■ **AIM**:
Copy the lines of the entries below verbatim, starting at the line with "Question: In the picture above, for every instance of the white" and ending at the line with "304), (187, 372)]", including both of those lines.

■ **GIVEN INFORMATION**:
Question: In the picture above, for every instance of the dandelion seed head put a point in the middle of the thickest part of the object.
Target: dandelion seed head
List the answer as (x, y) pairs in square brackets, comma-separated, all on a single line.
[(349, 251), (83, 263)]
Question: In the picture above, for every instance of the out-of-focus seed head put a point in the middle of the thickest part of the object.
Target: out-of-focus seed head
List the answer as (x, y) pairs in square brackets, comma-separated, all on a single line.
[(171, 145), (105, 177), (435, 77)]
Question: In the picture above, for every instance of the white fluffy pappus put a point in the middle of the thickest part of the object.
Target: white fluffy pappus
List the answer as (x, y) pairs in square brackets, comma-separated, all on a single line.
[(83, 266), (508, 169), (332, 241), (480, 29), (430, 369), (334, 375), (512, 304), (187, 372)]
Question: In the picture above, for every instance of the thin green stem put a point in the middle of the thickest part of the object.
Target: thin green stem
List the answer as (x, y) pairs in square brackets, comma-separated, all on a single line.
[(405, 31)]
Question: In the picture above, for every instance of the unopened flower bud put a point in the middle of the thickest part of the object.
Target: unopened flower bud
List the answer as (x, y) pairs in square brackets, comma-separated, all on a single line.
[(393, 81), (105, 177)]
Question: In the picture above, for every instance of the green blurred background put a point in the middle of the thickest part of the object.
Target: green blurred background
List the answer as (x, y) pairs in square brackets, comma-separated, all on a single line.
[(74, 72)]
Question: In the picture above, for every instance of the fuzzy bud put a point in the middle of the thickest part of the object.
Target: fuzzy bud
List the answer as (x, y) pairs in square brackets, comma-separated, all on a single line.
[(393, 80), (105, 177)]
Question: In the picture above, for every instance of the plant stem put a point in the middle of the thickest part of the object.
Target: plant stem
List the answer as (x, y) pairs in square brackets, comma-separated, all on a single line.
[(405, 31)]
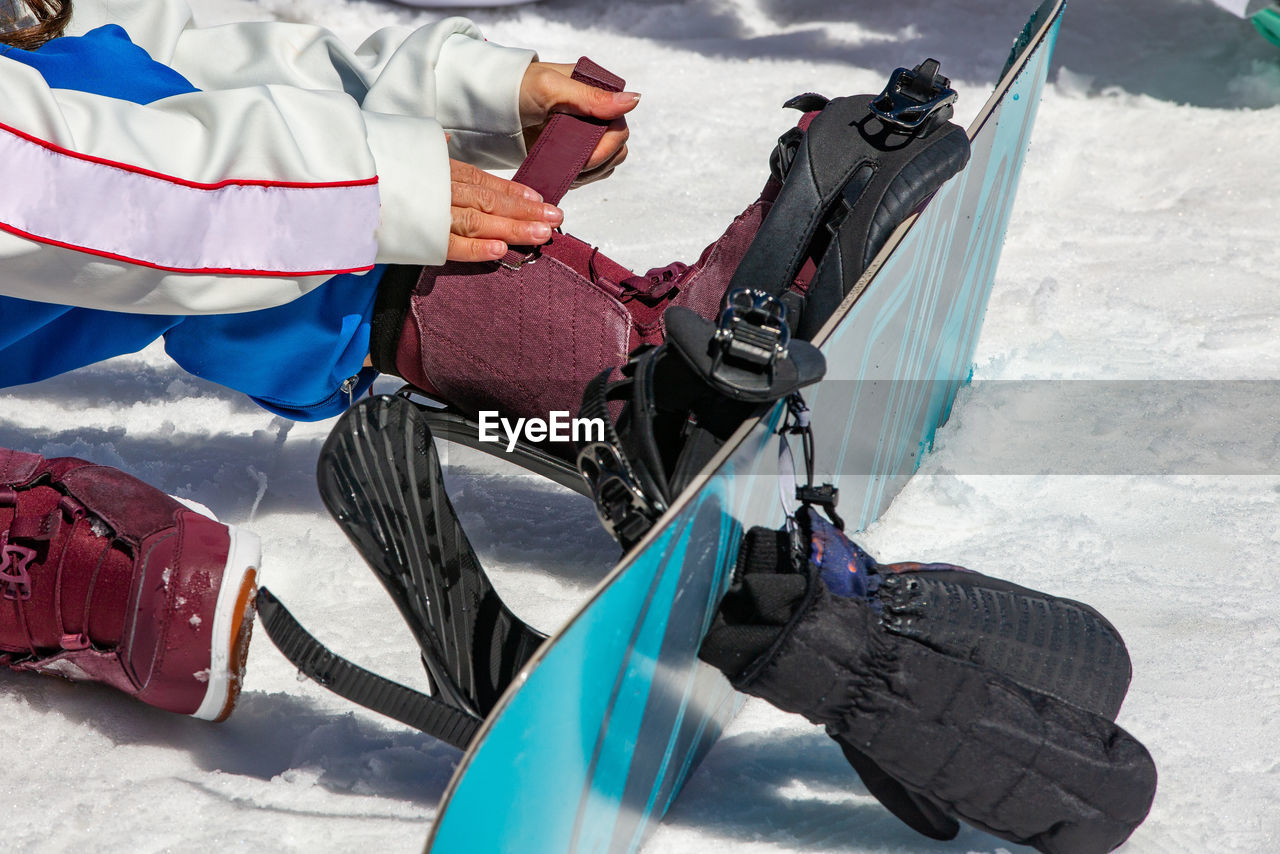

■ **EXERCISE RESPONSE**:
Question: In the picture above, for every instance of the white fluffy pappus put a point in the middle of the thickest part of the object.
Target: white fluffy pappus
List the answer as (x, y) pairs in square brackets, comma-separated, all on a single line.
[(83, 266), (508, 169), (332, 241), (480, 29), (430, 369), (334, 375), (512, 304), (187, 372)]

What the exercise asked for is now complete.